- **TASKS TO COMPLETE**:
(a) Decide whether each statement agrees with the blog post on CASO in Porto, answering yes or no and quoting the deciding words of the post: (i) CASO was established in 2007; (ii) CASO's activist base was centered in Lisbon; (iii) at the time of Theo Van Dam's 2007 visit, Sérgio Rodrigues was working as a peer educator.
(b) According to the blog post on CASO in Porto, where and when did the global drug user activist movement begin?
(c) Continue the blog post on CASO in Porto from its final sentence.

Empowering vulnerable communities and pagan courtship rituals in Porto

Attending Club Health Lisbon 2015 provided me with the perfect opportunity to meet with members of CASO, Portugal’s drug user organisation (DUO). Much to my embarrassment, after arranging a meeting, which I assumed would take place in Portugal’s capital, Lisbon, I quickly learned that CASO and the incandescent activist spirit that gave momentum to the country’s decriminalisation reform at the turn of the millennium, was actually centered in Porto. I was able to reschedule the meeting, no problem. Getting to Porto was pretty straight forward (and flying there with Ryanair was like taking a poignant refresher course in the importance of self-assertion). However, I was arriving in Porto on 23 June; I was completely under-prepared for Festa de São João do Porto, but it was a case of serendipitous timing…I was privileged to witness the kind of passion that is required in order to reform draconian drug laws!

Where to start? There’s so much to write on Porto, CASO, and the non-governmental development organisation, Apdes, that empowered the drug user org into existence. ‘You had to have been there‘ is a bit too patronising and while I really do encourage you to see Porto, especially on the day the city celebrates a mix of sacred and profane traditions in the name of St John, I will limit this post so it’s an introduction to CASO, with reference to Apdes, and catalogue the DUO’s agenda ‘Wish List’.

First, I met with CASO Chairman, Sérgio Rodrigues. CASO is an acronym for Consumidores Associados Sobrevivem Organizados, which translates (roughly) to Consumers Associated Survive Organised. CASO was established in 2007 after Apdes facilitated a meeting between local drug users and Theo Van Dam (no relation to Jean Claude and more kick-ass). Theo is a key player in the global drug user activist movement which started in Holland in the mid-1970s; he spoke of the increased drug user rights activism efficacy that could be achieved if a DUO were established. When Theo visited Porto in 2007, Sérgio was a local peer educator performing outreach for one of Apdes’s harm reduction projects, GIRU (Group Intervention on the Rua or street).

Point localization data
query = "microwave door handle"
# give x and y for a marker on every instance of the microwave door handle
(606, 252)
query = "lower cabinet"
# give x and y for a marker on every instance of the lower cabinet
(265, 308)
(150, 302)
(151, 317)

- **SOLVED TASKS**:
(a)
(i) Yes: "CASO was established in 2007 after Apdes facilitated a meeting between local drug users and Theo Van Dam"
(ii) No: "was actually centered in Porto"
(iii) Yes: "Sérgio was a local peer educator performing outreach for one of Apdes’s harm reduction projects"

(b) In Holland in the mid-1970s.

(c)
Sérgio spoke highly of the encounter, which commanded my respect. Here’s my musings on what I’ve interpreted as Apdes and Theo’s ‘call to arms’: when your government (even relatively progressive ones) and international bodies of authority reinforce the idea that ‘you’re a bad person because you use drugs’ and those (the the majority of people) who are only affected to the extent that they have to publicly censor themselves every now-and-then, find it easier to just accept the status quo that’s been entrenched by moralistic, pro-abstinence fanatics.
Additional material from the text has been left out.